Work to do → Rewrite the material with every "flooded street" switched to "submerged road" and everything else left as it is.

Entries from a point annotation set:
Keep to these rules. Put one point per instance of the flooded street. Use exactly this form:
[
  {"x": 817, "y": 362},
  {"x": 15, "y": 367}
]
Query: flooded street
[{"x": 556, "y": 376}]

Full response →
Keep to these rules. Put one point per instance of the submerged road. Use exactly this form:
[
  {"x": 817, "y": 362},
  {"x": 15, "y": 367}
]
Query: submerged road
[{"x": 556, "y": 376}]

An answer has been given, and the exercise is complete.